▸ Text shown
Wednesday, November 7, 2007 - 11:25 AM
239-6

Controlled Environment Facilities for Plant Process Quantification and Modeling: Advantages and Limitations.

K. Raja Reddy, Box 9555, Mississippi State University, Mississippi State University, Department of Plant. & Soil Sciences, Mississippi State, MS 39762 and Vangimalla Reddy, USDA-ARS, USDA-ARS-NRI-RSMLBARC-WEST, 10300 Baltimore Ave.B-007008, Beltsville, MD 20705-2350.

As we progress in developing systems for understanding plant responses to environment, whether in support of global climate change research or increased application of precision agriculture technologies, the need for diagnostics and management decision aids will become more urgent.  Mechanistic crop models and automated, user-friendly expert systems can facilitate selection of the optimum solutions to problems with many variables. For the models to correctly predict crop responses to environment, the crop and genotype-specific response functions must be realistically assembled. These environment-genotype interactions can be measured and incorporated into a meaningful model.  In this paper, we demonstrate the utility and value of controlled environment facility known as Soil-Plant-Atmosphere-Research (SPAR) in generating such functional relationships to a wide range of environmental conditions for a given crop that encompass its ecological range. To acquire such a data, SPAR is more expedient and economical than field-plot experiments, because SPAR allows the scientist to minimize many of the covarying and confounding factors that occur in field experiments. As a result, basic crop processes can be investigated more directly in response to environmental variable(s) being studied. Also, the SPAR facilities are optimized for the measurement of plant and canopy-level physiological, growth and developmental processes under precisely controlled, but naturally lit, environmental conditions. Here, we will show several examples of research results from SPAR facilities that are crucial for developing process-level crop models and their validity in the real-world production environments. The data obtained in the past and as well as in future studies using controlled environment facilities such as SPAR will be unique and instructive for both basic and applied plant biologists.

▸ Entries provided
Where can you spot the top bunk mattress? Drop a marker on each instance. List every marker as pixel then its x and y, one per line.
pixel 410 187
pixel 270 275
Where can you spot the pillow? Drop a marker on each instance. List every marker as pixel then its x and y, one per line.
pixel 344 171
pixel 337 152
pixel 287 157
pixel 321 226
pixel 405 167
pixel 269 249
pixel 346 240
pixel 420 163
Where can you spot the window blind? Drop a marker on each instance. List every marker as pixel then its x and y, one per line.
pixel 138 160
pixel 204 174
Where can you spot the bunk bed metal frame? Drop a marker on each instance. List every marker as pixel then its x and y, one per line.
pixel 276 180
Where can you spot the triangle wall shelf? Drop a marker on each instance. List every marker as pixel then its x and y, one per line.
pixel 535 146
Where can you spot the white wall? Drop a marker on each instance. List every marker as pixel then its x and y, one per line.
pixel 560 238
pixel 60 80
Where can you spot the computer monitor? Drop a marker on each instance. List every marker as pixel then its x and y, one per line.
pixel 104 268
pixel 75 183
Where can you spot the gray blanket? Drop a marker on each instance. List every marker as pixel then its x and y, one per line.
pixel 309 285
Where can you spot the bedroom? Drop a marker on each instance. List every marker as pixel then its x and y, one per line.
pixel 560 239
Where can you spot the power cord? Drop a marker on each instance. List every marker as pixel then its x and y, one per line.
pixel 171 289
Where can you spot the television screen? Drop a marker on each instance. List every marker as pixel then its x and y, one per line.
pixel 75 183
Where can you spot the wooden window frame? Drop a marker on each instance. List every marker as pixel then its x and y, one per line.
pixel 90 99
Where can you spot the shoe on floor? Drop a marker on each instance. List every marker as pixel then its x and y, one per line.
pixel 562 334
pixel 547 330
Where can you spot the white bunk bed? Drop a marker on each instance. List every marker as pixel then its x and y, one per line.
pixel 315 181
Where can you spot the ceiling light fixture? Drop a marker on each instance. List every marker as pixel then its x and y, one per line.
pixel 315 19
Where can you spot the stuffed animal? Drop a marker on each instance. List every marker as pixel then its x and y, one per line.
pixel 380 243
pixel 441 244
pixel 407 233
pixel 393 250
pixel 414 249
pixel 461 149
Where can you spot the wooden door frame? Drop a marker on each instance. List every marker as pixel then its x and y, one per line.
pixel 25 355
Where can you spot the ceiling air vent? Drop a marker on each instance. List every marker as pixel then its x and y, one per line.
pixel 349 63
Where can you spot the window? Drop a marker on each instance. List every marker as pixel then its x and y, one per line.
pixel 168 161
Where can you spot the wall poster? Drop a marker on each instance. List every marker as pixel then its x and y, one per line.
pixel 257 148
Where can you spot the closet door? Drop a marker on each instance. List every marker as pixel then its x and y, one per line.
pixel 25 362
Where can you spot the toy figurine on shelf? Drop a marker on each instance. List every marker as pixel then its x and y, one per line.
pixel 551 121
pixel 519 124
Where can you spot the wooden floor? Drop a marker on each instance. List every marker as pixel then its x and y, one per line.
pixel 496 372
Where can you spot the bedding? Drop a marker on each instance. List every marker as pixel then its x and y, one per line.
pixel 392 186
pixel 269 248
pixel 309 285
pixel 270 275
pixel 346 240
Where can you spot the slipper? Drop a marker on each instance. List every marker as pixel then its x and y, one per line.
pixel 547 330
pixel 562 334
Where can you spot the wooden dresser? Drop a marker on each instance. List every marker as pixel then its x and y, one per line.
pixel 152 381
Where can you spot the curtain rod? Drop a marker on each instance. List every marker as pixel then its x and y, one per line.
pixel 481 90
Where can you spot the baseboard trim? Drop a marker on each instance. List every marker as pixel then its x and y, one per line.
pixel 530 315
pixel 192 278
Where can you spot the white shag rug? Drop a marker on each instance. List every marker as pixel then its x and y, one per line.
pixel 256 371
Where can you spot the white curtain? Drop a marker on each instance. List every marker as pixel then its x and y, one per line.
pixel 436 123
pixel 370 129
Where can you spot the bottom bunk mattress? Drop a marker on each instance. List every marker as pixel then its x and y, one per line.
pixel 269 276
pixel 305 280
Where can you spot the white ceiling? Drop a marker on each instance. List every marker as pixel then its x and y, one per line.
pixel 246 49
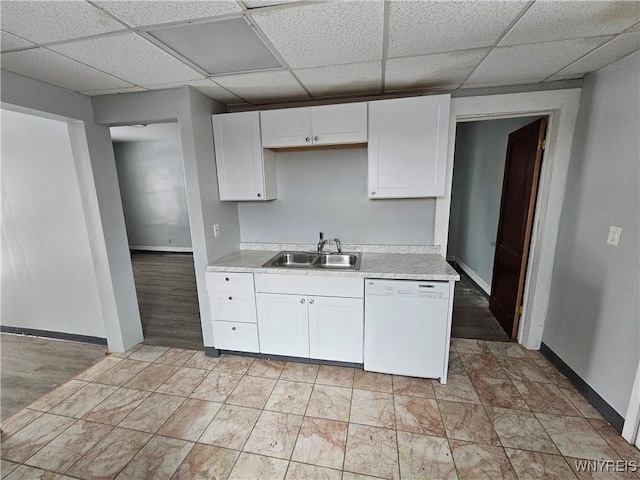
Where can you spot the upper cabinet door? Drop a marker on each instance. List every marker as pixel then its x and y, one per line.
pixel 339 124
pixel 407 151
pixel 245 171
pixel 289 127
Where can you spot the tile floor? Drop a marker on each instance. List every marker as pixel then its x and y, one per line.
pixel 168 413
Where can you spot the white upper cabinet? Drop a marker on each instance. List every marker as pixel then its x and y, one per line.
pixel 322 125
pixel 245 170
pixel 408 146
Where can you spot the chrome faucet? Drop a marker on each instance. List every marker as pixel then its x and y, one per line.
pixel 323 242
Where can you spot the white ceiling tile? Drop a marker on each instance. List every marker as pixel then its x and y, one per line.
pixel 531 62
pixel 553 20
pixel 10 42
pixel 205 86
pixel 606 54
pixel 47 21
pixel 325 34
pixel 48 66
pixel 129 57
pixel 420 28
pixel 139 13
pixel 445 69
pixel 356 78
pixel 263 87
pixel 266 3
pixel 109 91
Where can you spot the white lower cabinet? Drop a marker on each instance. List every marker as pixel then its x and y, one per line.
pixel 336 328
pixel 325 328
pixel 238 336
pixel 283 324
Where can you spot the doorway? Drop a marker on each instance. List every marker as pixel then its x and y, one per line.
pixel 481 149
pixel 152 187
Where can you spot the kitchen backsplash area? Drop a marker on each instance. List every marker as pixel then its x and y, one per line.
pixel 326 190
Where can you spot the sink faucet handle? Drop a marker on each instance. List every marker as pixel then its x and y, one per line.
pixel 338 244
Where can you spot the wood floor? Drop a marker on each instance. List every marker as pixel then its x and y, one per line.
pixel 471 315
pixel 168 299
pixel 33 366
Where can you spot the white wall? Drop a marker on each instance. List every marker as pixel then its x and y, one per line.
pixel 153 193
pixel 593 311
pixel 478 172
pixel 48 279
pixel 98 185
pixel 326 190
pixel 193 112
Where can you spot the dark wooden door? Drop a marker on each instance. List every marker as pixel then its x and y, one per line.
pixel 519 189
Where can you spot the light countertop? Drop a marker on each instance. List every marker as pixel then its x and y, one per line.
pixel 400 266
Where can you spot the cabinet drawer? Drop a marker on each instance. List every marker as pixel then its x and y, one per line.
pixel 310 285
pixel 233 306
pixel 229 282
pixel 242 337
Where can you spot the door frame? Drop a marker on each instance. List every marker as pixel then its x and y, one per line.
pixel 561 108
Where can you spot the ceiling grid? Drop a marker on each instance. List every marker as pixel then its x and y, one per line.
pixel 320 50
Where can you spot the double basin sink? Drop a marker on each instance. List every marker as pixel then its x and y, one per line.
pixel 341 261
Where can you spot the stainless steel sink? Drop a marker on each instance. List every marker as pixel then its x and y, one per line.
pixel 339 261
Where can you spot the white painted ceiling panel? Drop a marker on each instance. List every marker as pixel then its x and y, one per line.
pixel 420 28
pixel 554 20
pixel 139 13
pixel 50 67
pixel 431 71
pixel 610 52
pixel 9 42
pixel 325 34
pixel 532 62
pixel 263 87
pixel 336 80
pixel 43 22
pixel 131 58
pixel 109 91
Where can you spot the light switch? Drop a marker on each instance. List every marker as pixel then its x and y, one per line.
pixel 614 235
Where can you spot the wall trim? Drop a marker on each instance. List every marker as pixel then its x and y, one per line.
pixel 71 337
pixel 599 403
pixel 466 269
pixel 161 249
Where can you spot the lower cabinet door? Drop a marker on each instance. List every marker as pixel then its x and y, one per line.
pixel 336 328
pixel 242 337
pixel 283 324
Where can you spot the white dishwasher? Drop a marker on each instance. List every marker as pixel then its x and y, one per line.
pixel 406 327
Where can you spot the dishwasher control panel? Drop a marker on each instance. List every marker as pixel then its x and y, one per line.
pixel 407 288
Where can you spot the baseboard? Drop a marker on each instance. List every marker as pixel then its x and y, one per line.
pixel 146 248
pixel 599 403
pixel 484 286
pixel 71 337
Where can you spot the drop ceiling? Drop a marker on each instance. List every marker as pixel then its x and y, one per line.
pixel 251 52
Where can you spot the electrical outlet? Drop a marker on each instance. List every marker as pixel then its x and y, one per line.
pixel 614 235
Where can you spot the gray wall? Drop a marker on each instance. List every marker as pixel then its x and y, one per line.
pixel 193 112
pixel 100 196
pixel 153 193
pixel 592 324
pixel 326 190
pixel 478 172
pixel 48 279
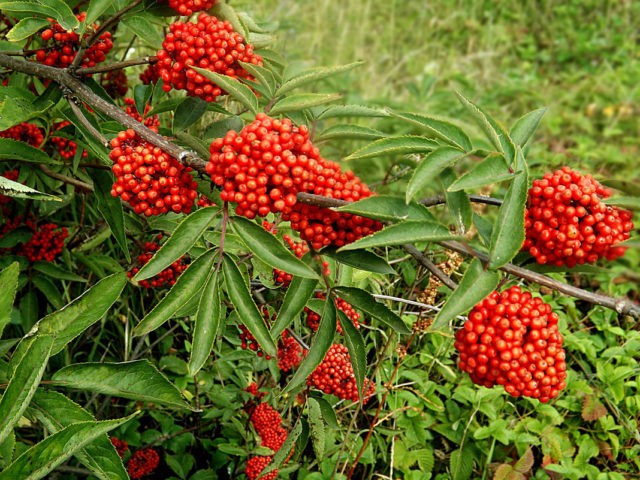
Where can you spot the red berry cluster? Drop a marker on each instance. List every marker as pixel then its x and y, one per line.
pixel 209 43
pixel 147 178
pixel 25 132
pixel 512 339
pixel 187 7
pixel 262 169
pixel 59 46
pixel 165 278
pixel 120 445
pixel 335 375
pixel 143 462
pixel 66 147
pixel 313 319
pixel 567 224
pixel 115 83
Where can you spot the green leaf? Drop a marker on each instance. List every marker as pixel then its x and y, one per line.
pixel 363 300
pixel 300 101
pixel 444 130
pixel 355 132
pixel 14 150
pixel 387 208
pixel 476 284
pixel 69 322
pixel 28 371
pixel 508 233
pixel 401 145
pixel 137 380
pixel 362 260
pixel 26 27
pixel 188 112
pixel 18 190
pixel 9 282
pixel 246 308
pixel 357 353
pixel 494 132
pixel 233 87
pixel 186 286
pixel 299 291
pixel 313 75
pixel 492 169
pixel 181 240
pixel 401 233
pixel 316 426
pixel 320 344
pixel 207 324
pixel 55 412
pixel 267 248
pixel 430 167
pixel 525 126
pixel 45 456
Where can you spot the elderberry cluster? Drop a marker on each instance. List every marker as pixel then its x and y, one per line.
pixel 335 375
pixel 512 339
pixel 269 162
pixel 209 43
pixel 60 46
pixel 567 223
pixel 148 179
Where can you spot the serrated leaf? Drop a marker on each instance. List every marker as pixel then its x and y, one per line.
pixel 26 27
pixel 401 145
pixel 320 345
pixel 267 248
pixel 354 132
pixel 137 380
pixel 357 352
pixel 9 282
pixel 45 456
pixel 508 232
pixel 299 291
pixel 56 412
pixel 314 74
pixel 430 167
pixel 300 101
pixel 186 286
pixel 233 87
pixel 27 372
pixel 401 233
pixel 492 169
pixel 526 126
pixel 363 300
pixel 362 260
pixel 447 131
pixel 246 308
pixel 188 112
pixel 494 131
pixel 476 284
pixel 18 190
pixel 181 240
pixel 207 324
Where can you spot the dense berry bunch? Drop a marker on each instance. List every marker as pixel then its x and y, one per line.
pixel 512 339
pixel 209 43
pixel 187 7
pixel 143 462
pixel 567 224
pixel 335 375
pixel 147 178
pixel 25 132
pixel 66 147
pixel 165 278
pixel 269 162
pixel 59 46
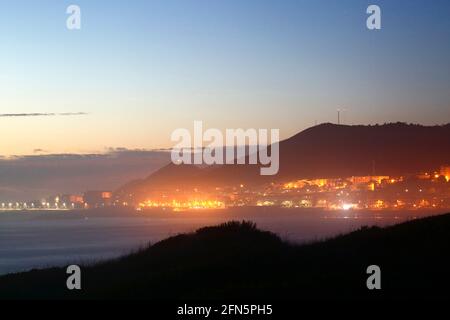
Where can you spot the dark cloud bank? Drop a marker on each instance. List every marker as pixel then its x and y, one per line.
pixel 35 176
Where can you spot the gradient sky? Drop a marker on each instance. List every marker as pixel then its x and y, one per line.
pixel 141 69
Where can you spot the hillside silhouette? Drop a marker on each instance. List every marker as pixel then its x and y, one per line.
pixel 236 260
pixel 327 150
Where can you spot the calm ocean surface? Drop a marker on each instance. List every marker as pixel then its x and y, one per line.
pixel 42 239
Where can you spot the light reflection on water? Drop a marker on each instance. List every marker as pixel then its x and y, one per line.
pixel 41 239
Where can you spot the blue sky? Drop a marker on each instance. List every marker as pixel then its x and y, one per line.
pixel 144 68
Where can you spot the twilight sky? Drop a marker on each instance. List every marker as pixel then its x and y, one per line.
pixel 140 69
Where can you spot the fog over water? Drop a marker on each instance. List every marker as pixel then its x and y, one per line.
pixel 42 239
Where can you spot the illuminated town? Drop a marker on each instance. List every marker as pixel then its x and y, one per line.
pixel 427 190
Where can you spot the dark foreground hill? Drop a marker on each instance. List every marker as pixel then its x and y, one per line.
pixel 236 260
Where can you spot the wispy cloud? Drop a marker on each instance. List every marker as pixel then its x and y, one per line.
pixel 5 115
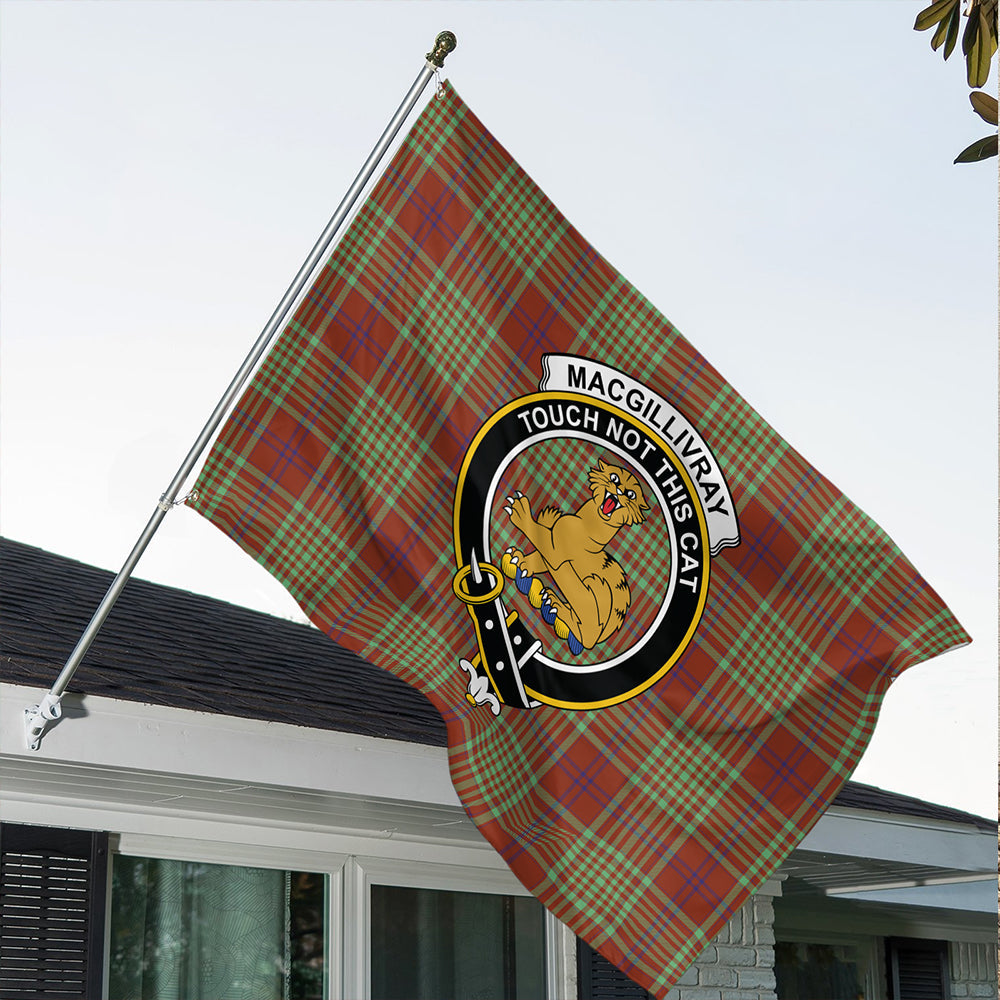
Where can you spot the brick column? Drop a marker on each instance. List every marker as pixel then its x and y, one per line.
pixel 739 963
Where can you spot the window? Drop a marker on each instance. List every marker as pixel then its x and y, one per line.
pixel 183 930
pixel 917 969
pixel 174 918
pixel 808 970
pixel 432 943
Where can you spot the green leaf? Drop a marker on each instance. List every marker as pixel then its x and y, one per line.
pixel 980 50
pixel 970 35
pixel 985 105
pixel 930 16
pixel 942 32
pixel 954 23
pixel 981 149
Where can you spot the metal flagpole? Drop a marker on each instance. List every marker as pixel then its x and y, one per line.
pixel 37 717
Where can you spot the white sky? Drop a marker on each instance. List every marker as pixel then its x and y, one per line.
pixel 777 177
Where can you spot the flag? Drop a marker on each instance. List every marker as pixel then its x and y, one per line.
pixel 658 637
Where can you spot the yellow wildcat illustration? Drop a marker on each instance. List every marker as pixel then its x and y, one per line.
pixel 570 548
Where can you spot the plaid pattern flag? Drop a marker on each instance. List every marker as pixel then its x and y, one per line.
pixel 658 637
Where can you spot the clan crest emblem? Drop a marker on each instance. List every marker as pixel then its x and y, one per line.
pixel 585 519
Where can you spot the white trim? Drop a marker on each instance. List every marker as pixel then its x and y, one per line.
pixel 132 735
pixel 361 873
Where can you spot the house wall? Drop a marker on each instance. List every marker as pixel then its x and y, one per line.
pixel 739 963
pixel 973 970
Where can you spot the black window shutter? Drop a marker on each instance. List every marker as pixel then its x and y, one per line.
pixel 917 969
pixel 598 979
pixel 53 889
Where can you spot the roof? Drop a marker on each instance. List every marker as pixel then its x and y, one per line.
pixel 169 647
pixel 164 646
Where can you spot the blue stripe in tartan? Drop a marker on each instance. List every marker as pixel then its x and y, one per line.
pixel 536 331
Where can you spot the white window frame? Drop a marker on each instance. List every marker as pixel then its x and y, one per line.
pixel 349 881
pixel 869 950
pixel 329 864
pixel 361 873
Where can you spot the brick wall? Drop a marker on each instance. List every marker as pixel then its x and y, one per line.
pixel 739 963
pixel 973 970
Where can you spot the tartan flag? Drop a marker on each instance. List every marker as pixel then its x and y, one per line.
pixel 659 638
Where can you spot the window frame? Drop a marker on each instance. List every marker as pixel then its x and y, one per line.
pixel 361 873
pixel 349 881
pixel 869 954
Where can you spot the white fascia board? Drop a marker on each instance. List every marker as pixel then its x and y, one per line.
pixel 968 897
pixel 905 839
pixel 113 733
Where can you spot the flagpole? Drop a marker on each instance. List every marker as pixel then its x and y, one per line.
pixel 37 717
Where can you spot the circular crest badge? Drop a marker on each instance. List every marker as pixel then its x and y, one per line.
pixel 586 515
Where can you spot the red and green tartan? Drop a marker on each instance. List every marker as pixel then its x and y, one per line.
pixel 644 825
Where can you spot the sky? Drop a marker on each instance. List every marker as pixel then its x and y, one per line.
pixel 776 177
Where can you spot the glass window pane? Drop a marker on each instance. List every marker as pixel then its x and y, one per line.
pixel 427 944
pixel 185 930
pixel 807 971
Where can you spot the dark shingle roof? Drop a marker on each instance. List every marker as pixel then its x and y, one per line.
pixel 164 646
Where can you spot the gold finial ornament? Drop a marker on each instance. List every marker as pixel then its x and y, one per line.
pixel 443 44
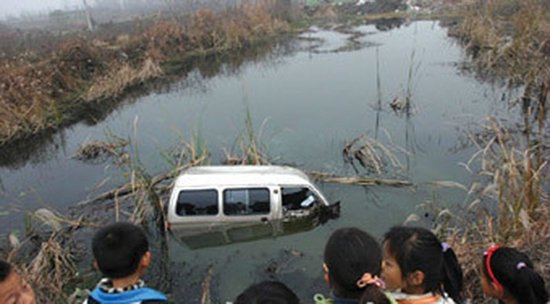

▸ Problem details
Answer these questions from the abstract on controlled environment facilities:
1. At which university is K. Raja Reddy listed?
2. What does the name SPAR stand for?
3. Compared with what kind of experiments is SPAR called more expedient and economical?

▸ Answer space
1. Mississippi State University
2. Soil-Plant-Atmosphere-Research
3. Field-plot experiments